> Excerpt
— start —
Summarising (and elaborating on) some points from a discussion Michael and I 
had after my seminar yesterday.

Michael was of the opinion that everything would be much easier for me if I 
would just use STeX.

I had certain reservations. If the aim was strictly for me to write math papers 
where the semantic content[*] was machine-readable, then indeed STeX would be 
better for this than the openmathcd package I've been working on, but that's 
not the main use-case for me at the moment. Also, many of the problems I talked 
about have to do with mathematical structures that in formalised logic would be 
part of a well-formed formula but in traditional publication is written out in 
words, often spanning several sentences — it's not clear to me that STeX helps 
with that (but I could be convinced otherwise).

Rather, I see OM primarily as a tool for letting computers speak math. There is 
a population of people who write programs for carrying out some advanced 
calculation, because it's simply too massive to do by hand. If the result is 
just a list of numbers then exporting the result is straightforward, but if the 
result of the calculation is rather some formula then things get messier. I've 
written such programs encoding their results as Maple input, as Mathematica 
input, as LaTeX, as XHTML, and probably other things still — it's quirky, 
fragile, and not at all pretty. A great thing about OM is that it provides 
exactly the level of detail these people need for their primary output: only 
the semantics, none of that messy prettyprinting or presentation.

A further selling point for us would be Open Research Data — increasingly it's 
not sufficient to just publish a paper, you must also make your research data 
available. If your research data consist of big symbolic expressions, then how 
can you make sure people will be able to parse them? You use OpenMath!

One stumbling point is finding all the symbols you need. Michael claimed 
writing new content dictionaries is easy in STeX, and that he himself has 
written hundreds. But if they don't show up in the big list on 
www.openmath.org, then how is anyone outside the Kohlhase academic lineage to 
know?
— end —
> Task list
- 1) Name each format that the OpenMath post says its writer has used to encode program results.
- 2) Please reproduce the part of the OpenMath post starting at "I had certain" and ending at "be convinced otherwise).".

> Supplied material
— start —
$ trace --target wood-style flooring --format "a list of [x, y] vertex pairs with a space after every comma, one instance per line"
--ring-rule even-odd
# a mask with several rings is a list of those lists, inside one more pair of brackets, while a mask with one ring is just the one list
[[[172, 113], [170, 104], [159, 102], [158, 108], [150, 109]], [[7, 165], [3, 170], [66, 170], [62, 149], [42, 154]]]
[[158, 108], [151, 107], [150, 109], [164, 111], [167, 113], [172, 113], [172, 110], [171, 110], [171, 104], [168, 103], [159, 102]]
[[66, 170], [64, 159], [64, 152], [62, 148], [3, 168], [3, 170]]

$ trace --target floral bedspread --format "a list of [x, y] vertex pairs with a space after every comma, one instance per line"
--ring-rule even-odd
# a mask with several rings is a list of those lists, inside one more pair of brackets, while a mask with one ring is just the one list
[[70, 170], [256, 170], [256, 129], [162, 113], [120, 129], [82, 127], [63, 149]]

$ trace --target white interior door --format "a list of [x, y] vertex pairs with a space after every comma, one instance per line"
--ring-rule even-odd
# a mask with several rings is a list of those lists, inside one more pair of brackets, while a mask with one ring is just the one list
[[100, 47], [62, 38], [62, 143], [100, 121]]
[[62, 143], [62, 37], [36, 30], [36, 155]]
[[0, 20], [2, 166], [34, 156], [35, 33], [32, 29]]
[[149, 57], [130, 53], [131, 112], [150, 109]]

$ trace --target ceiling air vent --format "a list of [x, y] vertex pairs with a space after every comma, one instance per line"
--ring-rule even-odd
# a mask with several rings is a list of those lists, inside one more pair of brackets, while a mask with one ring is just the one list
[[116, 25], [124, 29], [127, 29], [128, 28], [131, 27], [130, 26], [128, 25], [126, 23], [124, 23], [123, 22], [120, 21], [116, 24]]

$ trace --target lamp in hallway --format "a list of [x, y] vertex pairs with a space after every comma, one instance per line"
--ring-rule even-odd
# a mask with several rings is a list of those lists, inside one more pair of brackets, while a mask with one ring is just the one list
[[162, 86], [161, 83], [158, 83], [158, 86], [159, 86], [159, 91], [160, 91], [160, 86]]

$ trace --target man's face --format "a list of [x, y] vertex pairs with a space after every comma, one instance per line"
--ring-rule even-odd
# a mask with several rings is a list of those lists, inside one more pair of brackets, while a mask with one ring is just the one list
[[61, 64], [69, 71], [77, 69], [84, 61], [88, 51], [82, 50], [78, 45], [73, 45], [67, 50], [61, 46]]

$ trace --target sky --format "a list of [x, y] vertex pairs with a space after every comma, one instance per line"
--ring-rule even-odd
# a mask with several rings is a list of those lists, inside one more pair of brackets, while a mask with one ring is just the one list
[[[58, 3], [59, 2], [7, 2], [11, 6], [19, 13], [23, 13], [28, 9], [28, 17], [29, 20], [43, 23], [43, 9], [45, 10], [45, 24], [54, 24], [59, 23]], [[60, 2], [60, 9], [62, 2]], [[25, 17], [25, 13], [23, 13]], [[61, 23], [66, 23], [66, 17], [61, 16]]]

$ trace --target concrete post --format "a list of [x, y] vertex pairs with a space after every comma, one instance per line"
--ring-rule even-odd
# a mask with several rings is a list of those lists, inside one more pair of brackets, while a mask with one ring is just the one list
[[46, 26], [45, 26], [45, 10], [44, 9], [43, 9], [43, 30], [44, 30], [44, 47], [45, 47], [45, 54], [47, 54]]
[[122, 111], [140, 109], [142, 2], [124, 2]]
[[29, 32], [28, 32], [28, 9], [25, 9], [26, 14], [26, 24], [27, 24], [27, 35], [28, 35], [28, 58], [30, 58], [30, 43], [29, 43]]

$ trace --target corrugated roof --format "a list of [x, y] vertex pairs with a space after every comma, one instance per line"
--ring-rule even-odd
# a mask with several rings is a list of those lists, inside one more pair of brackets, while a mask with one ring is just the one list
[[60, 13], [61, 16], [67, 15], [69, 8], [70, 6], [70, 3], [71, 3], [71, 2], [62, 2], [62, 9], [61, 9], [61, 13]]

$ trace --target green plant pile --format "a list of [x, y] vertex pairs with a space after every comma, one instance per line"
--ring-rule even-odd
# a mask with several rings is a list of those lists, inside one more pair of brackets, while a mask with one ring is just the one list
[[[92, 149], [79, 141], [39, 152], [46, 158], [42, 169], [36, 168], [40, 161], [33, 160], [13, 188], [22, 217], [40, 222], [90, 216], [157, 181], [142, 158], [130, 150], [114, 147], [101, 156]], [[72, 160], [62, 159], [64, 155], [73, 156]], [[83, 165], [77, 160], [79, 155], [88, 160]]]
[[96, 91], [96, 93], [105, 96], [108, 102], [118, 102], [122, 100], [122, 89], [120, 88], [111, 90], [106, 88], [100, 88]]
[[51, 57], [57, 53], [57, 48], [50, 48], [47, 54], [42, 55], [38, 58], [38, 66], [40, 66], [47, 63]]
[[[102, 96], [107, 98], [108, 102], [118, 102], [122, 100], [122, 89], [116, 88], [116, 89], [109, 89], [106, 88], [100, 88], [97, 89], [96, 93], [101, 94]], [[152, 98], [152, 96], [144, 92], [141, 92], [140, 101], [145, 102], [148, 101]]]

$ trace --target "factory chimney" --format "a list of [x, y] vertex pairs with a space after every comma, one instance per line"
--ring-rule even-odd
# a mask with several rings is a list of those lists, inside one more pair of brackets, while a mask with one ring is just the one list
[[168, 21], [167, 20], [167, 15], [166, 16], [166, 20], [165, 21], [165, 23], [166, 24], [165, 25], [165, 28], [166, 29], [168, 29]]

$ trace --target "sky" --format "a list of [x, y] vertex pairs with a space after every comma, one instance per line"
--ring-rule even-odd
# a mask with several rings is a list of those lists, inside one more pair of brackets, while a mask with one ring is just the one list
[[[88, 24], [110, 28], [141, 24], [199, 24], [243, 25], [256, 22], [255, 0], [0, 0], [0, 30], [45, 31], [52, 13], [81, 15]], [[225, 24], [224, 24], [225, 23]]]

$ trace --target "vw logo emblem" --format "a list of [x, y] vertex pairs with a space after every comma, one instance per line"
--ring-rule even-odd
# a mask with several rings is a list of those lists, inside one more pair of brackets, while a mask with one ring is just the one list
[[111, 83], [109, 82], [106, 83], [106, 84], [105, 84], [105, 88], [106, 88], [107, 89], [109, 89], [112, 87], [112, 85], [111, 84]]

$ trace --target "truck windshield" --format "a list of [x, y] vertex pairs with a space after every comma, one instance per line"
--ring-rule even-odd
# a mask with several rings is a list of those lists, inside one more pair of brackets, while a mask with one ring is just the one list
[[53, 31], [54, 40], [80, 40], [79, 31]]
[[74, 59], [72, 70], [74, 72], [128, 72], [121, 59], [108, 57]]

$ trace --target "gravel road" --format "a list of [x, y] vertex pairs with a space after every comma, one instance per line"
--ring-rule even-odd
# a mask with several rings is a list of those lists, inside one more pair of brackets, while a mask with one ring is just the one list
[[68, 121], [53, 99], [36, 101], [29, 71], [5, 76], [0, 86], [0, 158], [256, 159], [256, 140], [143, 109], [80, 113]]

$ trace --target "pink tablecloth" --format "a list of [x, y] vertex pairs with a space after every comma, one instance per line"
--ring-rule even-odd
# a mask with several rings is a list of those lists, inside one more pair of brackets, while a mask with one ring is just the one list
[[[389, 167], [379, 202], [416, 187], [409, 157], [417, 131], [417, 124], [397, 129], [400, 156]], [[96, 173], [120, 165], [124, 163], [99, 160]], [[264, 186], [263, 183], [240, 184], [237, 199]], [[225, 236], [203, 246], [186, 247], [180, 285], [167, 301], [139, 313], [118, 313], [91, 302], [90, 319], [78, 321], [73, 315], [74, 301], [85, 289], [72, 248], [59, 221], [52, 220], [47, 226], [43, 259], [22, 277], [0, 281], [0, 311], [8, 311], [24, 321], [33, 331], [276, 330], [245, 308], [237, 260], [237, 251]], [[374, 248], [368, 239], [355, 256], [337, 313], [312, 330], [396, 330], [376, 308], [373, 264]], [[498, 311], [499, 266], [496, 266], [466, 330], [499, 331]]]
— end —
> The answers
- 1) Maple input, Mathematica input, LaTeX, XHTML

- 2)
I had certain reservations. If the aim was strictly for me to write math papers 
where the semantic content[*] was machine-readable, then indeed STeX would be 
better for this than the openmathcd package I've been working on, but that's 
not the main use-case for me at the moment. Also, many of the problems I talked 
about have to do with mathematical structures that in formalised logic would be 
part of a well-formed formula but in traditional publication is written out in 
words, often spanning several sentences — it's not clear to me that STeX helps 
with that (but I could be convinced otherwise).